-- Passage --
☆ ☆ ☆ ☆

The fallout, both relational and political, from the 2018 march will be significant. There will have to be some real bridge building between different cohorts of women.
This work, if done well, will take tons of time and effort.
Meanwhile, the midterm elections are a scant 10 months away.
I would invite the women who insisted on making the hat the first, but by no means only, offramp of 2018 (the year is young), to truly meditate on the implications of the last few weeks of debate.
This was a case study in derailment. A case study in missing the point. A case study in individualism–insistence on a transient symbol for one’s own feelings and aggrandizement–over collective good, community building, and the making of true coalitions that would have had a better shot at moving the discussion and praxis that would insure victory in November.
This is why I am not at all convinced that a plurality of white women truly *want* to win in November. As we have seen from the White House, it is easier to bellow than to govern.

☆ ☆ ☆ ☆

-- Extracted entries --
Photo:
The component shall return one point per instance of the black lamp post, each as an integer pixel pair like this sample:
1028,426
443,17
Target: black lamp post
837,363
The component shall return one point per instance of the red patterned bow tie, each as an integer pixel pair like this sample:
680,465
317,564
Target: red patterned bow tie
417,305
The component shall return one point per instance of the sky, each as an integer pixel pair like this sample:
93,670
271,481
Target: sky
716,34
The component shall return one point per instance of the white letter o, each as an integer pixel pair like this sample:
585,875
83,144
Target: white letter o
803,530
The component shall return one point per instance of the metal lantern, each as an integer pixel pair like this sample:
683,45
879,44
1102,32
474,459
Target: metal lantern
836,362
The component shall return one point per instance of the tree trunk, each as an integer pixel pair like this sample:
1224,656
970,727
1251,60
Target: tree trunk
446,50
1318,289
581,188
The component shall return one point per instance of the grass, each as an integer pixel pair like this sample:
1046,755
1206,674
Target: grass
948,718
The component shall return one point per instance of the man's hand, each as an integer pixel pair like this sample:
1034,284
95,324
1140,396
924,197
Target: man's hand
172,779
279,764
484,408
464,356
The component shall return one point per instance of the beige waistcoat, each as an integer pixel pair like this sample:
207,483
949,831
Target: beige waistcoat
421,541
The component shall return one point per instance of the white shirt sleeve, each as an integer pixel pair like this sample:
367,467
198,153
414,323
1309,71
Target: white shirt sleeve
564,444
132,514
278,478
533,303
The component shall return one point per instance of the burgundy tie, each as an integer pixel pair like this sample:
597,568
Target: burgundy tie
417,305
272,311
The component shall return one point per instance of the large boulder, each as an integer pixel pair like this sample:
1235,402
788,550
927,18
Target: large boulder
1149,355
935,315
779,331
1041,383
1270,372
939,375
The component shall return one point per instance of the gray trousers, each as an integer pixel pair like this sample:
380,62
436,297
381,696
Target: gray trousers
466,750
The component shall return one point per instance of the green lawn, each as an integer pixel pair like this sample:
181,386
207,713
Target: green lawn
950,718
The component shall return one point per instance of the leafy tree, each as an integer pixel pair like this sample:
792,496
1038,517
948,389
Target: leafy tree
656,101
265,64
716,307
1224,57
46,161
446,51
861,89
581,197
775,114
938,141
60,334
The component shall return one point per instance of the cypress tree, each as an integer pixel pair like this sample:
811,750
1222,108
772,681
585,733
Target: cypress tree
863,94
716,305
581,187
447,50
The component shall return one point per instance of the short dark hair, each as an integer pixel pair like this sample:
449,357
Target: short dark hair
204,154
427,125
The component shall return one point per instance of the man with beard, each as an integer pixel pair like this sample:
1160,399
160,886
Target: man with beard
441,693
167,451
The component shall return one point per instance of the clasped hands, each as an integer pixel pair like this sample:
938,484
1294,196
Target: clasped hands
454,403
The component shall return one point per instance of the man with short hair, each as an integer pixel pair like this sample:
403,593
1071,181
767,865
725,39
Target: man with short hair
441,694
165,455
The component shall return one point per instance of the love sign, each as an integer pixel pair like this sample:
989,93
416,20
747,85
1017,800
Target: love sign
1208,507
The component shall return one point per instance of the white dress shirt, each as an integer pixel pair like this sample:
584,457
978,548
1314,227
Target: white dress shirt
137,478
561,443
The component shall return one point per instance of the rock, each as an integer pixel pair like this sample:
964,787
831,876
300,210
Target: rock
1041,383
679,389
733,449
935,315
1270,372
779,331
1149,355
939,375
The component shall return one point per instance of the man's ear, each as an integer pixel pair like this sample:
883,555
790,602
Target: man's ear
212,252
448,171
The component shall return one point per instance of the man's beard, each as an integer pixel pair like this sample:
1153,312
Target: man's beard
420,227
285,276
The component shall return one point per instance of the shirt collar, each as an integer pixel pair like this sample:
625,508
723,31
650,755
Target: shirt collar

☆ ☆ ☆ ☆

-- Directions --
Could you reproduce the passage on the 2018 march word for word, starting at the words "This was a case" and ending after "victory in November."?

-- Answer to this task --
This was a case study in derailment. A case study in missing the point. A case study in individualism–insistence on a transient symbol for one’s own feelings and aggrandizement–over collective good, community building, and the making of true coalitions that would have had a better shot at moving the discussion and praxis that would insure victory in November.